◆ PROVIDED ENTRIES:
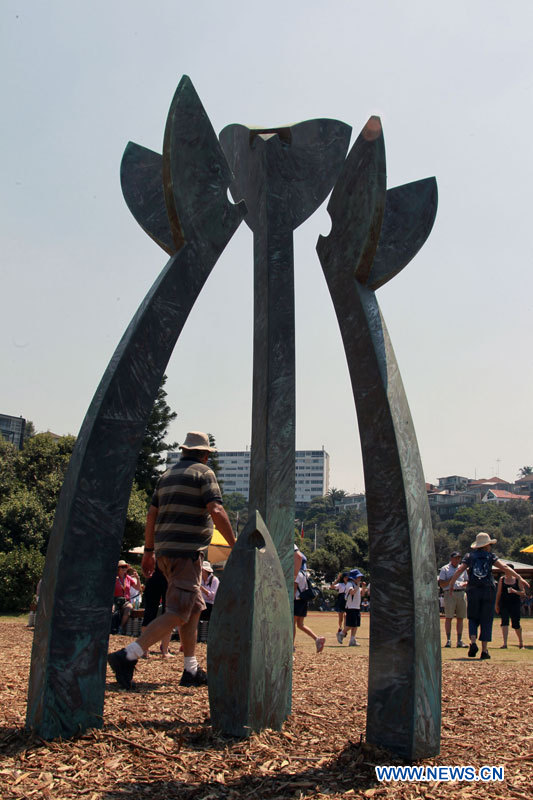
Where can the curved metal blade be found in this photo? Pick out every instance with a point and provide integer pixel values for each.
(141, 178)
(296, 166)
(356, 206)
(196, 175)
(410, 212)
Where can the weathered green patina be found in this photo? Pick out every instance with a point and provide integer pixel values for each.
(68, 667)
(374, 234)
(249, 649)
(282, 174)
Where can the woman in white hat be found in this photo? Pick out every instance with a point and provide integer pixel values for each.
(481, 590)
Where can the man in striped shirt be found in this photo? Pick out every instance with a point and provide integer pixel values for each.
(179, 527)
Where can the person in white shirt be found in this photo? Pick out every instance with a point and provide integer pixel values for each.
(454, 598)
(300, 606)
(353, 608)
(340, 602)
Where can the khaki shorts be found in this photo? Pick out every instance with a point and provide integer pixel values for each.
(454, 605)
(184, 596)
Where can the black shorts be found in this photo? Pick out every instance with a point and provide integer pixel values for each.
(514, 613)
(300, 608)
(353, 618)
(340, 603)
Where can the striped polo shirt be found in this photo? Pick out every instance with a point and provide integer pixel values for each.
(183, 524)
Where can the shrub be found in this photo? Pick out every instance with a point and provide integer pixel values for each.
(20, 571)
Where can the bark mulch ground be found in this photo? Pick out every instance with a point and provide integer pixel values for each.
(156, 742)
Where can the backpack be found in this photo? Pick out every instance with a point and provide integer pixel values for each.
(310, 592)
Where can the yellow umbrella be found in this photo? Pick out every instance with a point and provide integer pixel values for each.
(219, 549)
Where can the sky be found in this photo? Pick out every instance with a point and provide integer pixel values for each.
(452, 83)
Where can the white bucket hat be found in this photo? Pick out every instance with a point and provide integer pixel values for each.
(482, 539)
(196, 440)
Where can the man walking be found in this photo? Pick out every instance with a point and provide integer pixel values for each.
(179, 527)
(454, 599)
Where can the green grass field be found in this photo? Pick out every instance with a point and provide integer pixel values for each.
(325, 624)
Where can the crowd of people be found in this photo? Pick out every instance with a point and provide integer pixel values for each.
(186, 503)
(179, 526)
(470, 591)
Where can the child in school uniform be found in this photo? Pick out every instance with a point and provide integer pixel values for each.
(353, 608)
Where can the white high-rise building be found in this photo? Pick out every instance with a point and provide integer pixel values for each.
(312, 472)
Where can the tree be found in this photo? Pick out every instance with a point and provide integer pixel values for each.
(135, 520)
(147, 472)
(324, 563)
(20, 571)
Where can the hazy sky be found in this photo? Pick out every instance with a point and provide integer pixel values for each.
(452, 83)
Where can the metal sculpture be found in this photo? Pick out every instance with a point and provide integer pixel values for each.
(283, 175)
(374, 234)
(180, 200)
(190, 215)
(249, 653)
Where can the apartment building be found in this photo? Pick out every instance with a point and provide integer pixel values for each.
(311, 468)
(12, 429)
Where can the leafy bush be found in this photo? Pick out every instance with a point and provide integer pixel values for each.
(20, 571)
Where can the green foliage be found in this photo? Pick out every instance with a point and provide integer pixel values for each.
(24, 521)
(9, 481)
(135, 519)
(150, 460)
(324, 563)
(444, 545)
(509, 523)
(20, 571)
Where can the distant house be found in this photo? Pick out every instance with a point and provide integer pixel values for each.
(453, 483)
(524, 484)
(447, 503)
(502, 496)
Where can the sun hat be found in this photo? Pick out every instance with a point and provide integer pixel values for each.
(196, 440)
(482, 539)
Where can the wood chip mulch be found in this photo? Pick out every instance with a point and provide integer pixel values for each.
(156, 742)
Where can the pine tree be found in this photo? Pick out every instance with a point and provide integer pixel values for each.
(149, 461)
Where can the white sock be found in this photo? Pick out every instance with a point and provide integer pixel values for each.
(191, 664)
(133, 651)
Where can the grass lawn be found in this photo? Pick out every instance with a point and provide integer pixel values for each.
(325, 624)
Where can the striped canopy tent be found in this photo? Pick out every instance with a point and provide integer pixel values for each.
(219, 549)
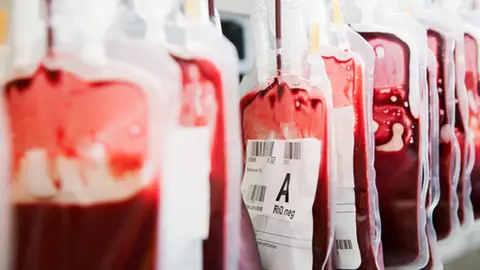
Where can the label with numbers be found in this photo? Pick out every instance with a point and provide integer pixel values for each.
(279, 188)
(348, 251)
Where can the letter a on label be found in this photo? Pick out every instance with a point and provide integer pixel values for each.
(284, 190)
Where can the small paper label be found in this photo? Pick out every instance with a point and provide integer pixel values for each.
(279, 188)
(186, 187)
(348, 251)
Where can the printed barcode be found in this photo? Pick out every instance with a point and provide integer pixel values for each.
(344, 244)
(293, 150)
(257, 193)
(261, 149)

◆ YOUR TASK:
Transcribe all of the records above character for character. Exclude the pictures.

◆ EXPECTED OUTPUT:
Where can the curved metal blade be found in this photo? Pick out every instance with a point and provide integer pixel values for each.
(141, 178)
(296, 166)
(356, 206)
(196, 175)
(410, 212)
Where can the weathered green patina be found in this photo? Pick out every instance with a point and provide integer pixel values for each.
(68, 667)
(374, 234)
(249, 649)
(282, 174)
Where can the woman in white hat be found in this photo? Pick out every instance with a point and provide integer pixel values for each.
(481, 590)
Where can the man in striped shirt be found in this photo? Pick out every instance with a point and provide integer pixel values for each.
(179, 527)
Where can the person in white shirt be found in this photo? Pick out every instance with a point and provide integer pixel values for each.
(454, 598)
(300, 606)
(353, 608)
(340, 602)
Where can the khaki shorts be found in this photo? Pick out every instance with a point and provide integer pixel values for each.
(454, 605)
(184, 596)
Where can the black shorts be found in this photo? Pick out every instance with a point and provide integer pixel values for each.
(514, 613)
(300, 608)
(353, 618)
(340, 603)
Where can the striped polo shirt be found in this photo? Pick out every instance with a point and provide integer pixel values for each.
(183, 524)
Where can the shrub be found in this photo? Pick out every instance with a point and provide integer pixel values for each.
(20, 571)
Where can the bark mulch ground be found in this photo? Pick out every instance with a point and provide integer pixel values for each.
(156, 742)
Where can the backpack be found in this photo? Pick out every instance with a point and provide integer pixel values for each.
(310, 592)
Where can the yellow umbrella be found in this photo? Pick out every instance with a point and provide integer pixel values for each.
(219, 549)
Where can the sky be found in this photo? Pick out every instance with a point and provide integer pixel values for each.
(452, 83)
Where can the white bucket hat be found in this photo? Pick out every instance with a point and provide integer pixel values for each.
(482, 539)
(196, 440)
Where can the man walking be found in this photo? Pick out every instance with a point and provide integer pixel values for each.
(179, 527)
(454, 599)
Where can the green grass field be found in this photo? Pick out every instance with a point and provide integer pixel values for each.
(325, 624)
Where can the crowd of people be found in this photo? Pick out every instance with a point and provide integer pixel values for each.
(186, 503)
(179, 526)
(470, 591)
Where can the child in school uniform be found in this photo? Pick out every instance with a point and provide integer pixel values for each.
(353, 608)
Where can the white high-rise building be found in this photo? Pick out every instance with a point and provide integer pixel values for each.
(312, 472)
Where can the tree be found in this photo? Pick out every instance with a point and provide integer pixel values for each.
(135, 520)
(147, 472)
(324, 563)
(20, 571)
Where can the hazy sky be found in this photo? Pick out every instance with a point and provide integer pixel values for each.
(452, 83)
Where can the metal sculpture be found in this photo? Pick out every instance with a point and provide integer pixel values for each.
(283, 175)
(374, 234)
(180, 200)
(190, 215)
(249, 653)
Where can the apartment building be found in this photo? Pick out every instance with a point and provide integer pixel values for each.
(311, 468)
(12, 429)
Where can the leafy bush be found in this photo? Pick out every instance with a point and provide integer pixel values for each.
(20, 571)
Where can the green foliage be found in this photo? Pick out every instance with a point and provide integer pixel values for each.
(24, 521)
(9, 481)
(135, 519)
(150, 460)
(324, 563)
(444, 545)
(509, 523)
(20, 571)
Where can the distant house be found in this photo? Pick out every instance with a point and provide integer pixel values for each.
(453, 483)
(524, 484)
(447, 503)
(502, 496)
Where can the sun hat be found in this photo? Pick out every instance with a point and provide integer pixel values for each.
(196, 440)
(482, 539)
Where can the wood chip mulch be found in this photo? Pick out every instance with a point and provide integer pixel values for each.
(156, 742)
Where can the pine tree be found in this photo? Pick out every instance with a point and provide integer pixel values for each.
(149, 461)
Where can the white sock be found in this photo? Pick out every instance with a point and provide integer pixel values for each.
(191, 664)
(133, 651)
Where can the grass lawn be found in this photo? Pick out every instance with a point and provide integer pixel values for each.
(325, 624)
Where can the striped canopy tent be found in this photo? Pick out every instance with a point and provide integer pixel values for each.
(219, 549)
Where can the label with numbers be found in this photo? Pick out every instance with a point and provide integer pixel values for each.
(279, 188)
(348, 251)
Where can the letter a on label be found in this photo? Pick out every instance with a point and provide integer pixel values for each.
(284, 190)
Where can the small paper label be found in this photo? Pick out every instance with a point and provide integer pixel values for each.
(279, 188)
(186, 187)
(348, 251)
Where can the printed barcode be found in this photo? Pick out every instance with a point and provide integer pixel values for each.
(344, 244)
(293, 150)
(257, 193)
(261, 149)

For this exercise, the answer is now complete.